── ТЕКСТ ДЛЯ ЧТЕНИЯ ──

Любознательный читатель:
– Извините, но при чем здесь К. Маркс и возведение Санкт-Петербурга, если речь шла об авторах «Слова о полку Игореве»?
Прежде чем ответить на вопрос читателя, заранее оговоримся, что подобные диалоги с «Любознательным читателем» будут встречаться и далее по ходу изложения материала нашего исследования. Возможно, кто-то захочет уличить нас в плагиате, а потому признаемся, что этот литературный «инструмент» мы позаимствовали у глубоко чтимого нами Владимира Алексеевича Чивилихина – вечная ему светлая ПАМЯТЬ!
А К. Маркс здесь вот при чем. Это в последние двадцать с небольшим лет можно свободно писать о «Слове» без ссылки на Маркса. А до начала 90-х годов прошлого столетия в любой книге, статье, докладе, школьном учебнике по русской литературе нельзя было обойтись без цитаты, взятой из письма К. Маркса к Ф. Энгельсу от 5 марта 1856 года, в котором он определил идею древнерусского памятника следующим образом: «Суть поэмы – призыв русских князей к единению как раз перед нашествием собственно монгольских полчищ».
Нашествие на Русь «собственно монгольских полчищ» под руководством хана Батыя (Бату-хана) началось в 1237 году, и никакой пророк в своем отечестве за 50 с лишним лет в 1185 году не мог даже в страшном сне увидеть, что принесет это нашествие на Русскую землю, тем более призвать русских князей к единению для отпора грозному противнику. А это означает, что К. Маркс полагал, что призыв мог прозвучать во временном интервале с 1223 по 1237 год. То есть после поражения объединенного русского воинства на реке Калке в 1223 году, не сумевшего отбиться от небольшого отряда монгольских воинов, руководимого Субудаем и Джебе, после утомительного перехода по берегу Каспийского моря, сразу же после покорения Персии и Закавказья. А причиной поражения и была как раз разобщенность русских князей, которые чаще ненавидели друг друга и жестоко воевали друг с другом, чем были готовы объединенными усилиями в союзе с половецкими ханами, которые обратились к ним за помощью, отразить превентивное нападение на южные границы Руси татаро-монгол.

───
── ИСХОДНЫЕ ЗАПИСИ ──

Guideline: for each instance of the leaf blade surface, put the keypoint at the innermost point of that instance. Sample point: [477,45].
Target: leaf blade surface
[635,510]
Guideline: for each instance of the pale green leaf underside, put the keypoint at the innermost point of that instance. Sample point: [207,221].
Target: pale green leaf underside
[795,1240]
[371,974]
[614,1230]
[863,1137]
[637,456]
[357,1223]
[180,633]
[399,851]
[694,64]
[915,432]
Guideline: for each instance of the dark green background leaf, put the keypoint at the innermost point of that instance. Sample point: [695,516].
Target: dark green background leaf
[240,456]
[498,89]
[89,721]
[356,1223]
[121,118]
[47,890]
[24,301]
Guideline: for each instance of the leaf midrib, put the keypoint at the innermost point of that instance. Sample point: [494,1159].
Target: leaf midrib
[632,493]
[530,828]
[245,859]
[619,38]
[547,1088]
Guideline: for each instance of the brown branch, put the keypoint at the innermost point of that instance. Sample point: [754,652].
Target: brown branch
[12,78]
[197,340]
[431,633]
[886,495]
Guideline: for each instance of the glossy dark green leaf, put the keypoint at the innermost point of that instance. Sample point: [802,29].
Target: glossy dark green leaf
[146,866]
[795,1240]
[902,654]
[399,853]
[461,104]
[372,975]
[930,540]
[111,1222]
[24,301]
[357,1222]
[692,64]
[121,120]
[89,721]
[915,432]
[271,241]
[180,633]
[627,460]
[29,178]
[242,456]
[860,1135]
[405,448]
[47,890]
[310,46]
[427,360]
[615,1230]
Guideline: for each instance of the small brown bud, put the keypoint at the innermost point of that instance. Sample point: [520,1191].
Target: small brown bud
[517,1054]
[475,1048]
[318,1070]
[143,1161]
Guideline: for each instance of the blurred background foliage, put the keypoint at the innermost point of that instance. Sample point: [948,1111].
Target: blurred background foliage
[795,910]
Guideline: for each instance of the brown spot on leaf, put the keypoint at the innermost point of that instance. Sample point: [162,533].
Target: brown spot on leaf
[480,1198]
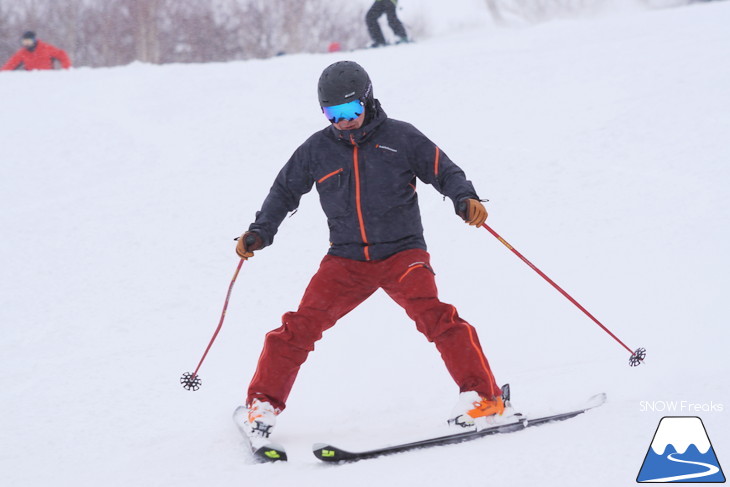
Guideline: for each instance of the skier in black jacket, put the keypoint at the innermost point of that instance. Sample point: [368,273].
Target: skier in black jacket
[387,7]
[366,167]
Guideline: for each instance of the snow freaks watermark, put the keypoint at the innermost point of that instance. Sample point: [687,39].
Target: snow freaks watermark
[681,451]
[681,407]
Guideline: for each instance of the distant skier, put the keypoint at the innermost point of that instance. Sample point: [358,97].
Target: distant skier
[36,54]
[366,166]
[379,8]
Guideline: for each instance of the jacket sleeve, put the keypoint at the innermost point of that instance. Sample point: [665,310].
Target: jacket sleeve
[433,166]
[293,181]
[14,62]
[62,57]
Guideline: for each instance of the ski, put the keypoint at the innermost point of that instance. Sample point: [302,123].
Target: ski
[261,453]
[330,453]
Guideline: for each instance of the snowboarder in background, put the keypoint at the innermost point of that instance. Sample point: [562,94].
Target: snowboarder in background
[366,167]
[379,8]
[36,54]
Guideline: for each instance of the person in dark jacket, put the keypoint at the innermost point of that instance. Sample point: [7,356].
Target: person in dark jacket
[366,167]
[387,7]
[36,54]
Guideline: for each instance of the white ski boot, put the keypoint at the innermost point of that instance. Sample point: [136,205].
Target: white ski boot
[259,422]
[475,411]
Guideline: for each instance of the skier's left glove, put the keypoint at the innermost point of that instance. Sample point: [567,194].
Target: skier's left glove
[247,243]
[473,212]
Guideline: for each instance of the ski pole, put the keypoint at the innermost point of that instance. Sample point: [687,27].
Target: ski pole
[637,356]
[190,381]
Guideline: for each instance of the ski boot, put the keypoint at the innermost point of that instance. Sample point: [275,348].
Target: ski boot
[260,421]
[473,410]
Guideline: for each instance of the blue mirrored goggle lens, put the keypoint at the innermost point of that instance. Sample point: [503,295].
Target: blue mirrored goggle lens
[346,111]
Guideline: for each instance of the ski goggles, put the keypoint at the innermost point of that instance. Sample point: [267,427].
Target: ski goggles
[346,111]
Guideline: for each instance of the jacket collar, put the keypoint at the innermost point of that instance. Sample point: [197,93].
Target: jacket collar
[358,136]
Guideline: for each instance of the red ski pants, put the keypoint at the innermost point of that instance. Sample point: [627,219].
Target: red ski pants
[342,284]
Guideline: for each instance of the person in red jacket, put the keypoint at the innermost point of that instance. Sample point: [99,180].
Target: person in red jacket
[36,54]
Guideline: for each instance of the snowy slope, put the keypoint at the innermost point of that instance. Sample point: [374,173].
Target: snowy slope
[602,145]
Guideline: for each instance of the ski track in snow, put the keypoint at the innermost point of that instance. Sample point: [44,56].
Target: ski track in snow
[601,144]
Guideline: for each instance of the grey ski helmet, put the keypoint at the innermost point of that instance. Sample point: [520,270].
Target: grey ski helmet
[343,82]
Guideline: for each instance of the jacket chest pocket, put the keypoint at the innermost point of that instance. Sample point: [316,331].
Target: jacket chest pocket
[334,192]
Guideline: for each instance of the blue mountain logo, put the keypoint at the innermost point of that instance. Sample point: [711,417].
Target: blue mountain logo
[681,452]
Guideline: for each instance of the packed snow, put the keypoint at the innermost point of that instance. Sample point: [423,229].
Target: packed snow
[602,145]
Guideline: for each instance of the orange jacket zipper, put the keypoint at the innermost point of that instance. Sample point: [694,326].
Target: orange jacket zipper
[356,164]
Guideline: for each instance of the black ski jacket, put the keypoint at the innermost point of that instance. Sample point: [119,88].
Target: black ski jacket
[366,180]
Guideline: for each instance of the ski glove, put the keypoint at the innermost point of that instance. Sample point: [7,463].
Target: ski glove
[473,212]
[247,243]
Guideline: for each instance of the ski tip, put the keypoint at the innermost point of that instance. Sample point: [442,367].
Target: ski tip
[597,400]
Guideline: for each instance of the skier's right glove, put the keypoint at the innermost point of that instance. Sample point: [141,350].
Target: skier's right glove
[473,212]
[247,243]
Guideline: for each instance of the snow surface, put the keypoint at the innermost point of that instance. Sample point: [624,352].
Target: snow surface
[603,146]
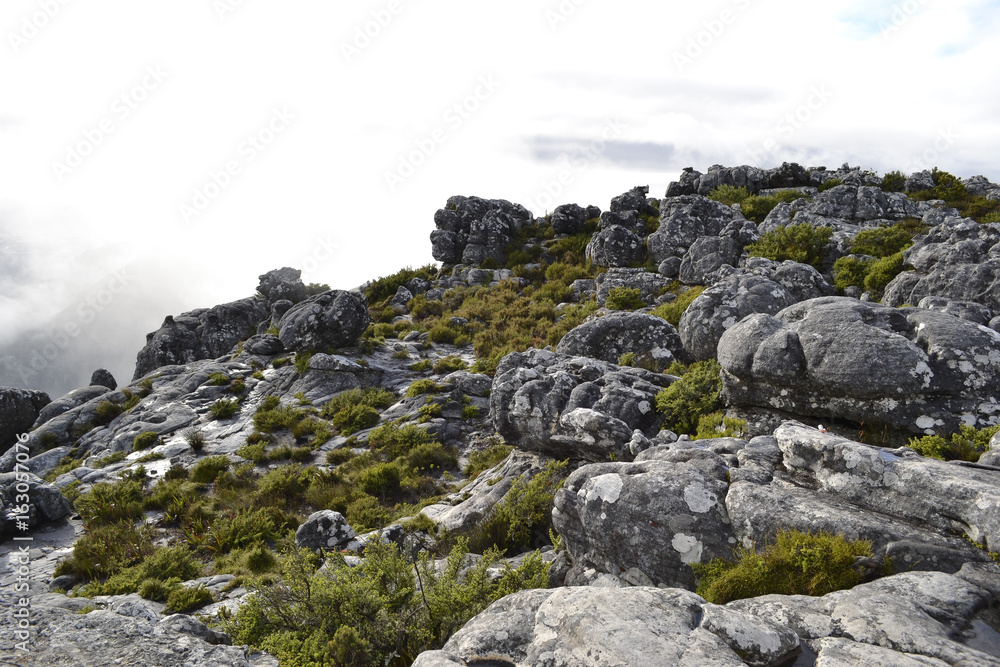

───

◆ **ЗАДАНИЕ 1**: Какой датой помечено письмо К. Маркса к Ф. Энгельсу, которое цитируется в тексте о «Слове о полку Игореве»?
◆ **ЗАДАНИЕ 2**: Перепечатайте фрагмент текста о «Слове о полку Игореве», начиная со слов «Прежде чем ответить» и далее вплоть до слов «ему светлая ПАМЯТЬ!».
◆ **ЗАДАНИЕ 3**: Пожалуйста, продолжите текст о «Слове о полку Игореве» с того места, на котором он заканчивается.

◆ **ОТВЕТ 1**: 5 марта 1856 года.

◆ **ОТВЕТ 2**:
Прежде чем ответить на вопрос читателя, заранее оговоримся, что подобные диалоги с «Любознательным читателем» будут встречаться и далее по ходу изложения материала нашего исследования. Возможно, кто-то захочет уличить нас в плагиате, а потому признаемся, что этот литературный «инструмент» мы позаимствовали у глубоко чтимого нами Владимира Алексеевича Чивилихина – вечная ему светлая ПАМЯТЬ!

◆ **ОТВЕТ 3**:
Таким образом, все советские ортодоксальные исследователи «Слова», обильно цитируя К. Маркса, рубили собственными руками сук, на котором весьма комфортно сидели. Если «ортодоксы» косвенно признавали, что автор «Слова» «призывал» «русских князей к единению» где-то в середине 20-х годов XIII века, то почему бы советскому правительству не «назначить» празднование 800-летнего юбилея не в 1985 году, а, скажем, в 2025-м, тем более что авторитет Карла Маркса в СССР был непререкаем. Ведь недаром же сказал В. И. Ленин по поводу авторитета основателя учения, носящего его имя: «Учение Маркса всесильно, потому что оно верно!». Так что безымянный автор «Слова», согласно учению К. Маркса, после первой кровавой стычки с татаро-монголами на реке Калке в 1223 году, но еще до нашествия Батыя своим литературным шедевром предупредил князей: «Уже понизить стязи свои, вонзить свои мечи вережени…», то есть кончайте междоусобные войны, готовьтесь объединенными усилиями встретить грозного неприятеля! И знак им подал, что с вами может случиться то, что случилось с князем Игорем на реке Каяле, то есть с его потомками на реке Калке. Вот откуда взялась эта непонятная река КАЯЛА:
КАЛКА
КАЯЛА
Всего-то нужно было заменить в слове из 5 букв одну сдвоенную букву «К» на букву «Я», и тогда из неблагозвучного названия реки «КАЛ+КА» возникает виртуальная река КАЯ́ЛА, как бы от глагола «КАЯТЬ» с ударением на втором слоге «Я́» – это Я́ вам говорю «Уже понизить…» и т. д. А может, самолюбие взыграло, как у той лягушки-путешественницы: «Это Я придумала»!